§ **Records shown**:
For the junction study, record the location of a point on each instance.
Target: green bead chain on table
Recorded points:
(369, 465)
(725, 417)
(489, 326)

§ **Exercise details**: Give all lines of the records above as a Markdown table with the columns "Row" and "Line", numbering each line in order and leaving out blank lines.

§ **Task output**:
| Row | Line |
|---|---|
| 1 | For the junction study, record the location of a point on each instance. |
| 2 | Target: green bead chain on table |
| 3 | Recorded points: |
| 4 | (369, 465) |
| 5 | (725, 417) |
| 6 | (489, 326) |